▸ EXCERPT
========================

<h1><center><font size="6">Keras Fundamentals</font></center></h1>

# Outline
- [Import necessary Libraries](#1)
- [Introduction](#2)
- [The fundamental building blocks in Keras](#3)
    - [Layers](#3.1)
    - [Models](#3.2)
    - [Loss function](#3.3)
    - [Optimizers](#3.4)
- [Creating neural networks in Keras](#4)
- [Conclusions](#5)
- [References](#6)

<a id='1'></a>
# Import necessary Libraries

In [1]:
# Import necessary libraries and print their versions
from platform import python_version
print(f"Python: {python_version()}")
import numpy as np
print(f"Numpy: {np.__version__}")
from tensorflow import keras
print(f"Keras: {keras.__version__}")

Python: 3.9.16
Numpy: 1.24.1
Keras: 2.10.0


<a id='2'></a>
# Introduction
TensorFlow and Keras: TensorFlow is an open source library for neural networks and deep learning developed by the Google Brain team in november 2015. Today TensorFlow and its competitor PyTorch are the most popular machine learning libraries and are used extensively in a wide variety of real-world applications. [For example](https://medium.com/airbnb-engineering/categorizing-listing-photos-at-airbnb-f9483f3ab7e3), Airbnb improves the guest experience by using TensorFlow to classify images and detect objects at scale.

Keras is a high-level API based on TensorFlow. It provides a simple and intuitive API for building neural networks with TensorFlow. Its guiding principles are modularity and extensibility. This beginner-friendly approach has led to the popularity of Keras. In this notebook we will explore the basics of Keras.

<a id='3'></a>
# The fundamentals building blocks in Keras
One of the basic building blocks in Keras are layers. We can stack these linearly to build a model. Another building block is the loss function we choose, which provides the metrics we will use to train our model using an optimizer. With these basic structures, we can build any neural network.

The following diagram illustrates the relationship between these building blocks in Keras:

![Building Blocks in Keras](pictures/building_blocks_keras.png)

<a id='3.2'></a>
## Layers
Layers are the smallest unit of our neural network. Each layer takes an input, performs a mathematical function and then outputs it to the next layer. The most important layers in Keras include dense layers, activation layers and dropout layers. However, there are also other, more complex layers such as convolutional layers and pooling layers.

Let us first take a closer look at the dense layer. This type of layer is by far the most common type of layer used in Keras. A dense layer is also known as a fully connected layer because it uses all of its input for the mathematical function it implements. **Dense** implements the operation: **output = activation(dot(input,kernel) + bias)** where **activation** is the element-wise activation function passed as the **activation** argument, **kernel** is a weight matrix created by the layer, and **bias** is a bias vector created by the layer (only applicable if **use_bias** is **True**). These are all attributes of **Dense**.

<a id='3.2'></a>
## Models
A model is a collection of layers, and the most commonly used model in Keras is the **Sequential** model. A **Sequential** model allows us to stack layers linearly on top of each other, where a single layer is only connected to another layer. In this way, we can easily design model architectures without worrying about the underlying mathematics. This is very practical, because you have to think a lot about making sure that the successive layer dimensions are compatible with each other.

========================

▸ RECORDS SHOWN
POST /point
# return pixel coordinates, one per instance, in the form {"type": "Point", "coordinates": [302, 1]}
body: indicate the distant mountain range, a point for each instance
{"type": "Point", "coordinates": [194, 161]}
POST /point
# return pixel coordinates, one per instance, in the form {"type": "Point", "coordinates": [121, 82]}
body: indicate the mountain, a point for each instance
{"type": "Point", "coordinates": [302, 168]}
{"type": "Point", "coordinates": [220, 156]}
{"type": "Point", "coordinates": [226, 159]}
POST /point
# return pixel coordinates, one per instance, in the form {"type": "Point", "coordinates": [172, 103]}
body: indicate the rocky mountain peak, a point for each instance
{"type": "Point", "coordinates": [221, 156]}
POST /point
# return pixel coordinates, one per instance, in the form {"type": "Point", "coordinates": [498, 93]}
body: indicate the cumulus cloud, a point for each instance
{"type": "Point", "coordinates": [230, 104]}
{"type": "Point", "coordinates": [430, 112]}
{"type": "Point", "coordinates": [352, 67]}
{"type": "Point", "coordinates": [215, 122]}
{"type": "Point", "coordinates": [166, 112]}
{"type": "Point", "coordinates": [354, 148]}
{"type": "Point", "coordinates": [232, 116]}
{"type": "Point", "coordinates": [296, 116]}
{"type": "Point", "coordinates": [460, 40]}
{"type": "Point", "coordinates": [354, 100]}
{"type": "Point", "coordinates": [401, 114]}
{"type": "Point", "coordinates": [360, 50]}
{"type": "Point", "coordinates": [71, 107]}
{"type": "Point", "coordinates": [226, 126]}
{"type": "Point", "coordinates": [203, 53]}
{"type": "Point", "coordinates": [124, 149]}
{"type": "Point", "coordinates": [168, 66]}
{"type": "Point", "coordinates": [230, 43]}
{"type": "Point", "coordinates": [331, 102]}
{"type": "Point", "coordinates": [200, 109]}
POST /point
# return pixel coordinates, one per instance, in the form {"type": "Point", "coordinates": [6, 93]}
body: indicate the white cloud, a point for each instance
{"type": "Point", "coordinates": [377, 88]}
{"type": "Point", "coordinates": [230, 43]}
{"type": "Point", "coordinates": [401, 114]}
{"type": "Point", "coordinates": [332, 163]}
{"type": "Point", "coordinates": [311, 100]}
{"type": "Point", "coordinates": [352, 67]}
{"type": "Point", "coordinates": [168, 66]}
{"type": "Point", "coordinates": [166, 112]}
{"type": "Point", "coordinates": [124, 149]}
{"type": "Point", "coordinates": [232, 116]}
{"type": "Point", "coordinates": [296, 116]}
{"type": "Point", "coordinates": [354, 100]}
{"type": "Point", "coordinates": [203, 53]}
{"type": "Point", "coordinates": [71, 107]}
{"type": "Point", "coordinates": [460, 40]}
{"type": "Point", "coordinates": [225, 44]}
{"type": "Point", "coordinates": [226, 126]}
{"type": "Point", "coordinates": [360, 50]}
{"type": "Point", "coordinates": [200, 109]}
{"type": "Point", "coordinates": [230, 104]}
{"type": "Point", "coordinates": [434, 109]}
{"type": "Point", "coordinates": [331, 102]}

========================

▸ REQUIRED WORK
Continue the Keras fundamentals notebook from its final sentence. The data has no role here.

▸ RESULT
Once we have defined our model architecture, we need to define our training process, which is done with the **.compile** statement. The **compile** method takes several arguments, but the most important arguments we need to define are the **optimizer** and the **loss** function.

<a id='3.3'></a>
## Loss function
There are several loss functions implemented in Keras, but the most commonly used loss functions are: **mean_squared_error**, **categorical_crossentropy**, and **binary_crossentropy**.
As a general rule, this is how you should choose which loss function to use:
- **mean_squared_error** if the problem is a regression problem
- **categorical_crossentropy** if the problem is a multiclass classification problem
- **binary_crossentropy** if the problem is a binary classification problem

In certain cases, you might find that the default loss functions in Keras are unsuitable for your problem. In this case, you can define your own loss function by defining a custom function in Python and then passing it to the **compile** statement in Keras.

<a id='3.4'></a>
## Optimizers
An optimizer is an algorithm for updating the weights of the neural network in the training process to minimize the loss function. The loss function acts as a guide telling the optimizer if its moving in the right direction to reach the global minimum.

In this notebook we will only discuss some of the most popular optimizers in Keras. Others can be found [here](https://keras.io/api/optimizers/).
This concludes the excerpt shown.